• _TASK TO COMPLETE_
If a record holds a picture, drop the picture and return the rest of the record word for word.

(Images for object localization)
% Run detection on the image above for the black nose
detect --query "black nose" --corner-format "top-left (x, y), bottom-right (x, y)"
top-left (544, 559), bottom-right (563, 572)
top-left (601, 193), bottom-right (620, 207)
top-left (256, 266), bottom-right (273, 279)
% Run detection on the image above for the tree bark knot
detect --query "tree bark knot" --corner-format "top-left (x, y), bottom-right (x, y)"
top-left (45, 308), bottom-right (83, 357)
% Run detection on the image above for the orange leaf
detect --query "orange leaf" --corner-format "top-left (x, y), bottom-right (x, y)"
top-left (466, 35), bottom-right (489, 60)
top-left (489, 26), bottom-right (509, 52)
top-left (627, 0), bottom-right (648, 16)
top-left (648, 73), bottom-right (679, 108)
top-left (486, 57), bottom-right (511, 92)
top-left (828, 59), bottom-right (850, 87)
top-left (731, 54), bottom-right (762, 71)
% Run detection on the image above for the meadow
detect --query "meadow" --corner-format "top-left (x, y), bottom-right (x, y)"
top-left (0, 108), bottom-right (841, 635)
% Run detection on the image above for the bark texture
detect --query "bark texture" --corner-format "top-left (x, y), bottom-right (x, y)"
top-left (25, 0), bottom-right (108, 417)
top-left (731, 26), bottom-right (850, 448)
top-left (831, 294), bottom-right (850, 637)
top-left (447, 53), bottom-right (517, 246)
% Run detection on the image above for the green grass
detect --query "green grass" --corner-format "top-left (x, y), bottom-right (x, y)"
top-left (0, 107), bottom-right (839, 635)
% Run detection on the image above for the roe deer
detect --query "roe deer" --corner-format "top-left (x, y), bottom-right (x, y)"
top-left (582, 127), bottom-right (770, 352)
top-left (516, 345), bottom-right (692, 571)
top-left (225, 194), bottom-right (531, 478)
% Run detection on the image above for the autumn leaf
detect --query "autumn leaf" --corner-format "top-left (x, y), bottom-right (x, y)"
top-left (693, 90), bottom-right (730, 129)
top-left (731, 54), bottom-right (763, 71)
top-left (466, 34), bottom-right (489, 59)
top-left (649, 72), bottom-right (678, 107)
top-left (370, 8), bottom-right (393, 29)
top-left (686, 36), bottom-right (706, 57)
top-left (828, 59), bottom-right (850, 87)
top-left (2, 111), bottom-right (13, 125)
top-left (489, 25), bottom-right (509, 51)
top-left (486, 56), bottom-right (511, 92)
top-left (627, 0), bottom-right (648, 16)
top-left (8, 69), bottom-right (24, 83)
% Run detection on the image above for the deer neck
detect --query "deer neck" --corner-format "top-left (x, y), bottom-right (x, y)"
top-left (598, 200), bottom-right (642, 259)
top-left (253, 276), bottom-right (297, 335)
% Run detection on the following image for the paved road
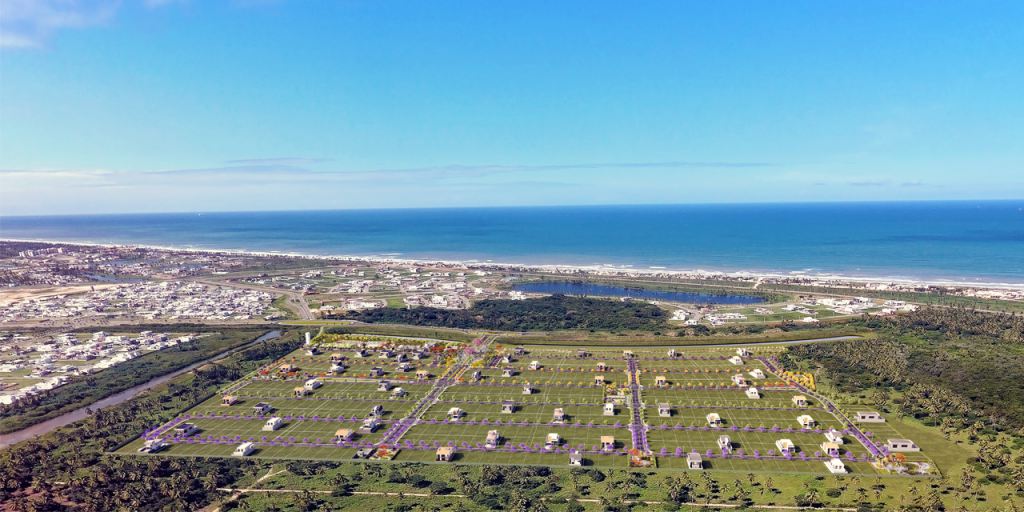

• _SOLVED EXERCISE_
% Run detection on the image above for the black nose
detect --query "black nose" --corner-format "top-left (x, y), bottom-right (x, y)"
top-left (544, 559), bottom-right (563, 572)
top-left (601, 193), bottom-right (620, 207)
top-left (256, 266), bottom-right (273, 279)
% Run detection on the image above for the tree bark knot
detect --query "tree bark knot" --corner-format "top-left (x, y), bottom-right (x, y)"
top-left (45, 308), bottom-right (83, 357)
% Run detection on the image above for the orange leaf
detect --query "orange leaf" --corner-format "top-left (x, y), bottom-right (x, y)"
top-left (466, 35), bottom-right (489, 60)
top-left (489, 26), bottom-right (509, 52)
top-left (627, 0), bottom-right (648, 16)
top-left (648, 73), bottom-right (679, 108)
top-left (486, 57), bottom-right (511, 92)
top-left (828, 59), bottom-right (850, 87)
top-left (731, 54), bottom-right (762, 71)
% Run detection on the image above for the meadow
detect --query "meadow" --corner-format "top-left (x, y), bottom-right (x, y)"
top-left (0, 108), bottom-right (841, 635)
% Run detection on the image above for the bark texture
detect --query "bark texture" --corner-format "top-left (x, y), bottom-right (x, y)"
top-left (25, 0), bottom-right (108, 417)
top-left (731, 26), bottom-right (850, 448)
top-left (831, 294), bottom-right (850, 637)
top-left (447, 53), bottom-right (517, 246)
% Run detection on the image above for the green grass
detect --query "green grass" --corner-format "top-left (x, y), bottom-right (x, y)"
top-left (0, 107), bottom-right (839, 635)
% Run detection on the image above for the roe deer
detect --query "roe deer" --corner-format "top-left (x, y), bottom-right (x, y)"
top-left (582, 127), bottom-right (770, 352)
top-left (516, 345), bottom-right (692, 571)
top-left (225, 194), bottom-right (531, 478)
% Run detection on the image above for the autumn leaf
detect --query "autumn leaf" --corner-format "top-left (x, y), bottom-right (x, y)"
top-left (693, 90), bottom-right (730, 129)
top-left (731, 54), bottom-right (763, 71)
top-left (466, 34), bottom-right (489, 59)
top-left (649, 72), bottom-right (678, 107)
top-left (370, 8), bottom-right (393, 29)
top-left (686, 36), bottom-right (706, 57)
top-left (828, 59), bottom-right (850, 87)
top-left (2, 111), bottom-right (13, 125)
top-left (489, 25), bottom-right (509, 51)
top-left (486, 56), bottom-right (511, 92)
top-left (627, 0), bottom-right (648, 16)
top-left (8, 69), bottom-right (24, 83)
% Run detection on the image above for the deer neck
detect --query "deer neck" --corner-format "top-left (x, y), bottom-right (x, y)"
top-left (598, 200), bottom-right (642, 259)
top-left (253, 276), bottom-right (297, 335)
% Run detection on the following image for the paved road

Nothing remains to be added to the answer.